(Passage begins)

CRISPR-Cas9 gene editing of ADE2 in Saccharomyces cerevisiae

1.0. Introduction

The CRISPR-Cas9 technique is made up of two key components, the Cas9 enzyme and guide RNA (gRNA). It is a new and efficient genetic modified tool that can edit double-strand DNA directly within specific genes through adding, deleting, and altering the sequence (your genome, no date). gRNA is composed of an approximate 20 bases long pre-designed RNA sequence located within a longer RNA scaffold. Cas9 enzyme acts at the specific location to cut the two strands of DNA for further edition. The scaffold part binds to aimed DNA and a pre-designed part of the RNA guides Cas9 to cut at the right place. CRISPR systems were developed from some nature-occurring bacteria responding to invading DNA viruses like an immune system. 

In this experiment, the CRISPR-Cas9 technique was used to cause ADE2 gene mutations in the BY4741 strain of Saccharomyces cerevisiae. Mutation in the ADE2 gene would stop the conversion from P-ribosylation Imidazole to P-ribosylamino imidazolecarboxylate so it would result in the accumulation of P-ribosylamino Imidazole. Accumulation of P-ribosylamino Imidazole intermediate would lead to a pink colour colony phenotype. 

DNA from ADE2 mutant strains was extracted and the mutated region was amplified by PCR. The desired DNA sequencing data was sent and acquired from purified PCR products to see if all the gene editing process successful in this experiment. 

2.0. Aims

Besides interpreting and analyzing DNA sequencing data, this experiment and report are aimed at understanding the mechanism of CRISPR-Cas9, principles behind polymerase chain reaction and primer design also the identification of suitable gRNAs. Moreover, the way to use Zymo Research YeaStar Genomic DNA kit and Qiagen MiniElute PCR Purification kit also plays a crucial role in this practical.

3.0. Results and discussion

3.1.  Transformation of Saccharomyces cerevisiae with pCASgRNA and an HDR DNA fragment

According to Figure 1 and Table 1, the ratio of several distinct pink colonies and distinct white colonies is 303:500, 86:125, and 321:500 respectively in plate 1, plate 2 and in total. 

Overall, in these two plates, most of the yeast cells showed a pink phenotype (54.1%) which means the transformation was successful. In 34.7% of the colonies remained a white phenotype which means the transformation was unsuccessful. 3.5% of the colonies have a mixture of white and pink phenotypes which might suggest the transformation in them hasn’t been completed yet. The rest colonies were indistinct which may be related to the high concentration of yeast cells.

(Passage ends)
(Data to examine begins)

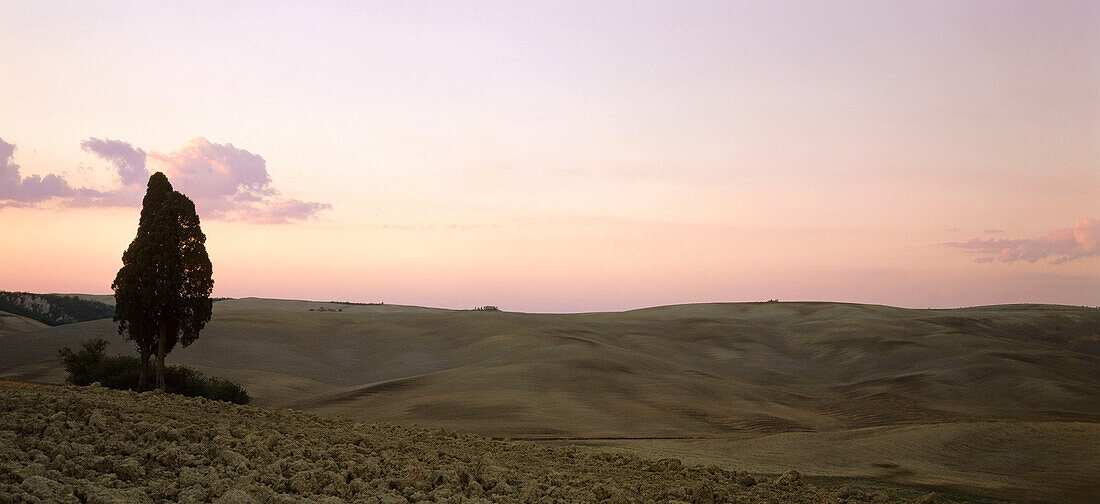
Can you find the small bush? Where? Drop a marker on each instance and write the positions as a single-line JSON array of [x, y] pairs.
[[91, 364]]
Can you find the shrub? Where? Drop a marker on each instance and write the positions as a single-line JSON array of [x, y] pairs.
[[91, 364]]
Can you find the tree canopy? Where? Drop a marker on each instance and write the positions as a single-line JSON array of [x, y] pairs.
[[163, 289]]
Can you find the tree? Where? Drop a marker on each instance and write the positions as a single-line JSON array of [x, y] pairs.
[[163, 289], [133, 285]]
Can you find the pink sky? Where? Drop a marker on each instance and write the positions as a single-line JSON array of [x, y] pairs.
[[564, 156]]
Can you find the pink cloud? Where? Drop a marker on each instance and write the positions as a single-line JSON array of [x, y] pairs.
[[230, 183], [129, 161], [1082, 240], [17, 190], [224, 182]]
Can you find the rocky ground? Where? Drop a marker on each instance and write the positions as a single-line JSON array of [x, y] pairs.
[[65, 444]]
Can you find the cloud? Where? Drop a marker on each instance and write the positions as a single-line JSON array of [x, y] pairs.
[[230, 183], [17, 190], [1062, 245], [129, 161], [226, 182]]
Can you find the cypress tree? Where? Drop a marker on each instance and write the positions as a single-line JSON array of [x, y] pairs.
[[163, 289], [183, 280], [133, 288]]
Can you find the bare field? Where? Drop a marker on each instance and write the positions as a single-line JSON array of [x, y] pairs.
[[1001, 400], [72, 445]]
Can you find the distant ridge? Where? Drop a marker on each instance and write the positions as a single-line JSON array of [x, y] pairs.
[[54, 309]]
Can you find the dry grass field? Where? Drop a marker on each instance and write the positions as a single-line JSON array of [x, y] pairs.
[[1001, 400], [13, 324], [73, 445]]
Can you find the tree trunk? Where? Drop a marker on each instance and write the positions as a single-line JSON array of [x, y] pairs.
[[160, 357], [143, 369]]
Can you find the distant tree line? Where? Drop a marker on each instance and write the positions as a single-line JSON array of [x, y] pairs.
[[53, 309]]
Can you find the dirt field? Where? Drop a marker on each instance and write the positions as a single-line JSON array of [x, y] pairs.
[[1001, 400], [70, 445]]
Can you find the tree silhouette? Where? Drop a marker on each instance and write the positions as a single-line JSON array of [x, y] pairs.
[[163, 289], [133, 285]]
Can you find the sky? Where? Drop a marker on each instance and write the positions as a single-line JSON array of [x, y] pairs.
[[563, 156]]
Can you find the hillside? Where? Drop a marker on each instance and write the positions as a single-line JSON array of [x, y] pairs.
[[54, 309], [72, 445], [13, 325], [992, 400]]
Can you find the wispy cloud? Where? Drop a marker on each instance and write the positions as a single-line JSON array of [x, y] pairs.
[[17, 190], [230, 183], [1062, 245], [224, 182], [129, 161]]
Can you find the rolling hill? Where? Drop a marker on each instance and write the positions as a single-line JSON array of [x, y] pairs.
[[1002, 400]]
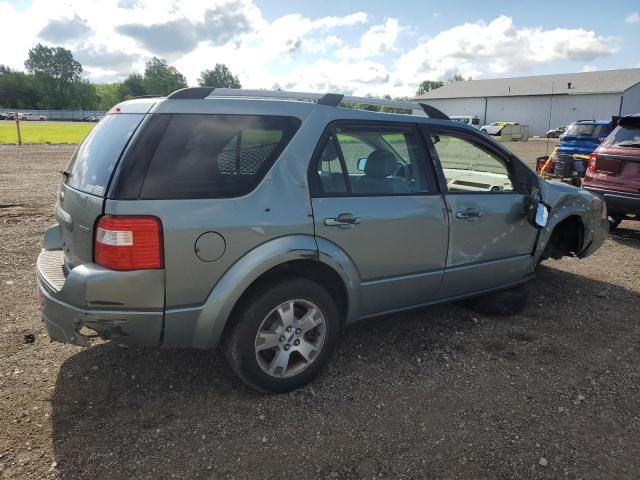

(Data to examine ends)

# Task details
List every numbered section heading in the ADE2 gene editing report, including its number. The records have no connection to the text.

# Task output
1.0. Introduction
2.0. Aims
3.0. Results and discussion
3.1. Transformation of Saccharomyces cerevisiae with pCASgRNA and an HDR DNA fragment